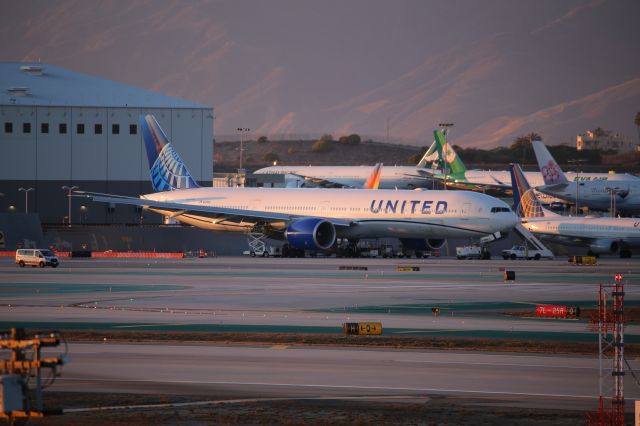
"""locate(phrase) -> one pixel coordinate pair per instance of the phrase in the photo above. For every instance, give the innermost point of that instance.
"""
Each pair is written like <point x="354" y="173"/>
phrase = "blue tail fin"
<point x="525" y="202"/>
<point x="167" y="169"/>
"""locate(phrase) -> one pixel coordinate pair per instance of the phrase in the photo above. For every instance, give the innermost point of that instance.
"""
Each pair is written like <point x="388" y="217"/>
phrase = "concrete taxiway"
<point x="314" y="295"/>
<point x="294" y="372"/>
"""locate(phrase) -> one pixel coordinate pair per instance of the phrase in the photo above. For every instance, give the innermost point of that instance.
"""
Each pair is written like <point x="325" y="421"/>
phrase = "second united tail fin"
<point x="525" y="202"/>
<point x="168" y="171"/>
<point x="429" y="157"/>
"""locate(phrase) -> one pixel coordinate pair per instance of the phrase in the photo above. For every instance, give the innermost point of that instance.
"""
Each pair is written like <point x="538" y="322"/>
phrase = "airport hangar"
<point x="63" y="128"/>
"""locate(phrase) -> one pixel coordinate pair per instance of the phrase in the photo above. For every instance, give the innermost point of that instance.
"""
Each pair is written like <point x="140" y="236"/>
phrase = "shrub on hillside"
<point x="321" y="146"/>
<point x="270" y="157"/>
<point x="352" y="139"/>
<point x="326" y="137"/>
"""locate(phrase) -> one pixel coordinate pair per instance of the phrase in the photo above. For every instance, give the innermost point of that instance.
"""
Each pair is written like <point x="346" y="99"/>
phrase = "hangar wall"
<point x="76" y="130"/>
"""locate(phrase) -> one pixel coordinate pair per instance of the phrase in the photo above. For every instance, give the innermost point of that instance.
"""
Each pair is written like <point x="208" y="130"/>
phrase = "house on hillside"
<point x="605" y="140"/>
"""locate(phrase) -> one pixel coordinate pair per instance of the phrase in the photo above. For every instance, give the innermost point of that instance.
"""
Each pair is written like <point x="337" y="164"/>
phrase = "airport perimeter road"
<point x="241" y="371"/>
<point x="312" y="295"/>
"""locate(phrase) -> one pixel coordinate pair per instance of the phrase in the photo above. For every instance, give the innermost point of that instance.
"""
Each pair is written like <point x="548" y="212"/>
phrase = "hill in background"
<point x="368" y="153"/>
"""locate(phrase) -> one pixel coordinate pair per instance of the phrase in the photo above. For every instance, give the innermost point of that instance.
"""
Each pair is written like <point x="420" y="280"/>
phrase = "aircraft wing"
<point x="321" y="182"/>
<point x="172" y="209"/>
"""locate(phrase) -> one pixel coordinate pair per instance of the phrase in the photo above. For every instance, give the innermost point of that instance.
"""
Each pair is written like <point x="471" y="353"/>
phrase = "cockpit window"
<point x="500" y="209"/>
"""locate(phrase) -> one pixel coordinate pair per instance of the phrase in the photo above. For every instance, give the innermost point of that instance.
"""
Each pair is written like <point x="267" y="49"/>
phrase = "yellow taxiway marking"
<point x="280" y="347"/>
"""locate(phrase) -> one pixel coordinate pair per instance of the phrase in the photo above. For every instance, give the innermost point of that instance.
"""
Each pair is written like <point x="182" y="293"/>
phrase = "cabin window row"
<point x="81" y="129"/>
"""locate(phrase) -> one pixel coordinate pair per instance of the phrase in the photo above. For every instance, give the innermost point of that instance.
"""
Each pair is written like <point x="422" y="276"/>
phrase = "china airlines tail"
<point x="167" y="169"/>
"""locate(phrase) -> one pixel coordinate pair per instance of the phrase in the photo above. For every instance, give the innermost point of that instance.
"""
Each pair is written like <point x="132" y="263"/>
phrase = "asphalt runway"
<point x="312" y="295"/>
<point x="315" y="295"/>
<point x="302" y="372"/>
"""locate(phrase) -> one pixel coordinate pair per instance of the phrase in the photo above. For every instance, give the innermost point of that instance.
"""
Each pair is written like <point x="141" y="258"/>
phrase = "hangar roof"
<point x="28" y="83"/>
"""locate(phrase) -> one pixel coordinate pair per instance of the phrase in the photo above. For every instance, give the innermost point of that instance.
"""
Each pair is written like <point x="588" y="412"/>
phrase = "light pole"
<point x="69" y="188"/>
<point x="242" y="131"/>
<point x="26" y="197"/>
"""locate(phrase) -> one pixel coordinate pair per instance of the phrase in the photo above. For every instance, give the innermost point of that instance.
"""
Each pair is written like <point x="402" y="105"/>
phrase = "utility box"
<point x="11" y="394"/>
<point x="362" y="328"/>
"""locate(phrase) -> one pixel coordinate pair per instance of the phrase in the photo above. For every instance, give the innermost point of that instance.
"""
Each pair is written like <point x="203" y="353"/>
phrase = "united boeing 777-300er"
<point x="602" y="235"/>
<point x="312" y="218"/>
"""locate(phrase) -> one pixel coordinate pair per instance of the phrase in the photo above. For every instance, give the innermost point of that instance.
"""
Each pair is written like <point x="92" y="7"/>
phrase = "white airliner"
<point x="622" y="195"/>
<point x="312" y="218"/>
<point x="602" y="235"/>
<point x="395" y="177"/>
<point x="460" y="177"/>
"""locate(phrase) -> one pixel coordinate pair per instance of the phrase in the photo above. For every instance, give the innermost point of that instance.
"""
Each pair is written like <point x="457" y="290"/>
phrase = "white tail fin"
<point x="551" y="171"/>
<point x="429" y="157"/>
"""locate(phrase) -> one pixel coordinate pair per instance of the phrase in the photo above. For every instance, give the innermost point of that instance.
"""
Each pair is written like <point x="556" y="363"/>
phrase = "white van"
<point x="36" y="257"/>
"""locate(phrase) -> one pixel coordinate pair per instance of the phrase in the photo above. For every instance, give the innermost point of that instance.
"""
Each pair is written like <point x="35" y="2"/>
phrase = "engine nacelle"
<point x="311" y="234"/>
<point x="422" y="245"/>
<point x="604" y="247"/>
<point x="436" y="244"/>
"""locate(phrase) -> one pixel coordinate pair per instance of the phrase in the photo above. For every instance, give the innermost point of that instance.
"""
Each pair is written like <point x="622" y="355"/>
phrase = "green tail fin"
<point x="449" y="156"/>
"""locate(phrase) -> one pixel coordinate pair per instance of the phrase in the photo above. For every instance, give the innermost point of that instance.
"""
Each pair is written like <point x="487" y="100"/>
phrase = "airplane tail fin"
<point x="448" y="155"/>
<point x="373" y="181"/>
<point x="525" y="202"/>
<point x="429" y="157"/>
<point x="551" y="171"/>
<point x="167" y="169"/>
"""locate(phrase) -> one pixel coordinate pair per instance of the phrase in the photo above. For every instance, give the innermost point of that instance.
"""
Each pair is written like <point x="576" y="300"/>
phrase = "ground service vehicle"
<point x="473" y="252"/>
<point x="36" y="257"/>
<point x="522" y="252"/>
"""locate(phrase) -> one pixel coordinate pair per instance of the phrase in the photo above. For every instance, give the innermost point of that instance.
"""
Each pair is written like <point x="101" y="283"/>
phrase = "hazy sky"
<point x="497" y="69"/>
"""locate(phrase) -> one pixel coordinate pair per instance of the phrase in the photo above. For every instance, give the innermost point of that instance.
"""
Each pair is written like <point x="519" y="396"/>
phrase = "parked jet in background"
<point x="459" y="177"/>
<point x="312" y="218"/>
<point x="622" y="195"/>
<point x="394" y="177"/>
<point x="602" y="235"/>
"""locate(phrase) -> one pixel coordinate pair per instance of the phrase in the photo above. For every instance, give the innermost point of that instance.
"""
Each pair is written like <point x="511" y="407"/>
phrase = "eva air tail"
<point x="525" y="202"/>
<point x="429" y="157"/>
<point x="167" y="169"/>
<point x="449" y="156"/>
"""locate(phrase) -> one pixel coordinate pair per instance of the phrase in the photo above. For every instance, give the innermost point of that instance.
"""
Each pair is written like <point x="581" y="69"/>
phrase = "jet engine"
_ _ _ _ _ _ _
→ Task requirements: Pictures stay out; reproduce every line of the records exactly.

→ Answer for the task:
"""locate(phrase) -> one pixel coordinate pair per instance of the phrase in the photo above. For every instance, give the innermost point of that instance.
"""
Each pair is written like <point x="354" y="173"/>
phrase = "blue tail fin"
<point x="525" y="202"/>
<point x="167" y="169"/>
"""locate(phrase) -> one pixel coordinate pair per instance of the phrase in the photo above. For every instance, give the innermost point of that instance.
"""
Each pair is written like <point x="388" y="217"/>
phrase = "concrete taxiway"
<point x="314" y="295"/>
<point x="294" y="372"/>
"""locate(phrase) -> one pixel coordinate pair per instance of the phrase in the photo above. For every instance, give the innermost point of that instance.
"""
Each pair is written like <point x="325" y="421"/>
phrase = "second united tail fin"
<point x="525" y="202"/>
<point x="168" y="171"/>
<point x="429" y="157"/>
"""locate(phrase) -> one pixel coordinate pair per instance of the phrase in the photo above. For every instance, give the innermost point of that instance.
"""
Each pair is written like <point x="538" y="322"/>
phrase = "airport hangar"
<point x="63" y="128"/>
"""locate(phrase) -> one pixel coordinate pair per instance of the phrase in the photo above. For every instance, give the innermost point of that instance.
"""
Each pair is written like <point x="140" y="236"/>
phrase = "shrub on hillside"
<point x="321" y="146"/>
<point x="270" y="157"/>
<point x="352" y="139"/>
<point x="326" y="137"/>
"""locate(phrase) -> one pixel coordinate pair per instance of the phrase in the photo above. For every instance, give the innermost point of that instance.
"""
Each pair is written like <point x="346" y="99"/>
phrase = "hangar wall"
<point x="76" y="130"/>
"""locate(phrase) -> one pixel coordinate pair per instance of the phrase in the photo above. For every instance, give the innermost point of that instance.
"""
Each pair is written like <point x="208" y="130"/>
phrase = "house on hillside"
<point x="605" y="140"/>
"""locate(phrase) -> one pixel coordinate pair per instance of the phrase in the photo above. For every instance, give the innermost point of that instance.
"""
Each pair is written like <point x="337" y="164"/>
phrase = "airport perimeter road"
<point x="241" y="371"/>
<point x="312" y="295"/>
"""locate(phrase) -> one pixel coordinate pair per instance of the phrase in the photo above. For every instance, give the innermost point of that instance.
"""
Each pair is written like <point x="548" y="212"/>
phrase = "hill in background"
<point x="368" y="153"/>
"""locate(phrase) -> one pixel coordinate pair per instance of the phrase in the photo above. For every instance, give the innermost point of that instance.
"""
Each pair is written like <point x="420" y="280"/>
phrase = "aircraft wing"
<point x="321" y="182"/>
<point x="172" y="209"/>
"""locate(phrase) -> one pixel coordinate pair per instance of the phrase in the photo above. For every instance, give the innermost point of that instance.
"""
Each pair is written like <point x="471" y="353"/>
phrase = "cockpit window"
<point x="500" y="209"/>
"""locate(phrase) -> one pixel coordinate pair per instance of the phrase in the photo above. For every instance, give the innermost point of that instance.
"""
Each pair is written like <point x="267" y="49"/>
phrase = "yellow taxiway marking"
<point x="280" y="347"/>
"""locate(phrase) -> one pixel coordinate pair per instance of the phrase in the photo above. For every instance, give the innermost point of that instance.
"""
Each pair is written like <point x="182" y="293"/>
phrase = "cabin window row"
<point x="81" y="129"/>
"""locate(phrase) -> one pixel coordinate pair per instance of the phrase in the photo above. For every instance, give the innermost point of that instance.
"""
Each pair is written like <point x="422" y="276"/>
phrase = "china airlines tail"
<point x="167" y="169"/>
"""locate(phrase) -> one pixel coordinate pair per instance of the phrase in the photo above. For every instance, give the innermost point of that instance.
"""
Each pair is written like <point x="132" y="263"/>
phrase = "asphalt runway"
<point x="312" y="295"/>
<point x="315" y="295"/>
<point x="302" y="372"/>
"""locate(phrase) -> one pixel coordinate pair per instance of the phrase in the photo above. For every instance, give the innermost point of that instance.
"""
Each pair is written like <point x="141" y="258"/>
phrase = "hangar roof"
<point x="28" y="83"/>
"""locate(phrase) -> one pixel coordinate pair per instance of the phrase in the photo above. For every instance, give the innermost point of that instance.
"""
Each pair is written like <point x="588" y="412"/>
phrase = "light pole"
<point x="69" y="188"/>
<point x="242" y="131"/>
<point x="26" y="197"/>
"""locate(phrase) -> one pixel coordinate pair per instance of the phrase in the photo above. For every instance, give the innermost point of that instance.
"""
Each pair is written like <point x="402" y="105"/>
phrase = "utility box"
<point x="11" y="394"/>
<point x="362" y="328"/>
"""locate(phrase) -> one pixel coordinate pair per instance of the phrase in the photo above. For every instance, give the innermost point of that instance.
"""
Each pair is written like <point x="203" y="353"/>
phrase = "united boeing 777-300er"
<point x="602" y="235"/>
<point x="312" y="218"/>
"""locate(phrase) -> one pixel coordinate pair per instance of the phrase in the photo above. For every instance, give the innermost point of that instance.
"""
Each pair is written like <point x="92" y="7"/>
phrase = "white airliner"
<point x="622" y="195"/>
<point x="312" y="218"/>
<point x="602" y="235"/>
<point x="395" y="177"/>
<point x="460" y="177"/>
"""locate(phrase) -> one pixel coordinate pair per instance of the phrase in the photo above. For every instance, give the innermost point of that instance.
"""
Each pair is written like <point x="457" y="290"/>
phrase = "white tail fin"
<point x="551" y="171"/>
<point x="429" y="157"/>
"""locate(phrase) -> one pixel coordinate pair per instance of the phrase in the photo above. For every instance, give the innermost point of that instance.
"""
Each pair is written like <point x="556" y="363"/>
phrase = "white van"
<point x="36" y="257"/>
"""locate(phrase) -> one pixel coordinate pair per instance of the phrase in the photo above. For every instance, give the innermost point of that instance.
"""
Each pair is written like <point x="35" y="2"/>
phrase = "engine nacelle"
<point x="311" y="234"/>
<point x="422" y="245"/>
<point x="604" y="247"/>
<point x="436" y="244"/>
"""locate(phrase) -> one pixel coordinate pair per instance of the phrase in the photo above. For every instance, give the innermost point of that instance.
"""
Each pair is written like <point x="622" y="355"/>
phrase = "green tail fin"
<point x="449" y="156"/>
"""locate(phrase) -> one pixel coordinate pair per instance of the phrase in the photo above. For every instance, give the innermost point of that instance.
"""
Each pair is written like <point x="487" y="100"/>
phrase = "airplane tail fin"
<point x="448" y="155"/>
<point x="373" y="181"/>
<point x="525" y="202"/>
<point x="429" y="157"/>
<point x="551" y="171"/>
<point x="167" y="169"/>
"""locate(phrase) -> one pixel coordinate pair per instance of the phrase in the photo above. For every instance, give the innermost point of that instance.
"""
Each pair is written like <point x="576" y="300"/>
phrase = "ground service vehicle"
<point x="473" y="252"/>
<point x="36" y="257"/>
<point x="522" y="252"/>
"""locate(phrase) -> one pixel coordinate pair per instance of the phrase in the photo above. For every instance, give the innermost point of that instance.
"""
Each pair is written like <point x="101" y="283"/>
phrase = "hazy sky"
<point x="497" y="69"/>
"""locate(phrase) -> one pixel coordinate pair per instance of the phrase in the photo above. For every instance, give the innermost point of that instance.
"""
Each pair is written like <point x="519" y="396"/>
phrase = "parked jet in background"
<point x="459" y="177"/>
<point x="312" y="218"/>
<point x="622" y="195"/>
<point x="394" y="177"/>
<point x="602" y="235"/>
"""locate(phrase) -> one pixel coordinate pair per instance of the phrase in the photo above. For every instance, give the innermost point of that instance.
"""
Each pair is written like <point x="511" y="407"/>
phrase = "eva air tail"
<point x="525" y="202"/>
<point x="429" y="157"/>
<point x="167" y="169"/>
<point x="449" y="156"/>
"""locate(phrase) -> one pixel coordinate pair per instance of the phrase in the photo above. For every instance, give the innermost point of that instance.
"""
Each pair is written like <point x="581" y="69"/>
phrase = "jet engine"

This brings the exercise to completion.